Some records:
————————
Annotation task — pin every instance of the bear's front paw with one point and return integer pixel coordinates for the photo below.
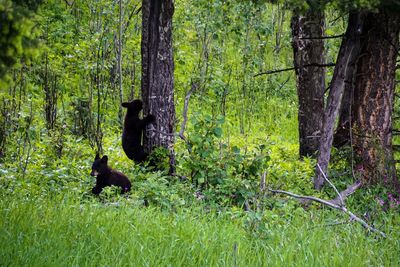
(96, 190)
(151, 118)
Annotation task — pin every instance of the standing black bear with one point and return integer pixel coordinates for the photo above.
(105, 176)
(133, 131)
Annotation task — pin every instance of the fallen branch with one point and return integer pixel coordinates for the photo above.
————————
WHAT YOU SHOULD DO: Rewrite the records above with "pin every instance" changed to "mark each instance" everywhere and nothing else altered. Leave out the pictures.

COMPLETE RESPONSE:
Annotation task — mark each instance of the bear's front paw with one point and return integer pixel coordinates for the photo below.
(96, 190)
(151, 118)
Annotation task — mark each instance of the standing black bear with one point and return integer pixel coordinates for the photo above.
(105, 176)
(133, 131)
Annotation task — mark each instance of the fallen branch with one point and return integer pixel coordinates for the photo above.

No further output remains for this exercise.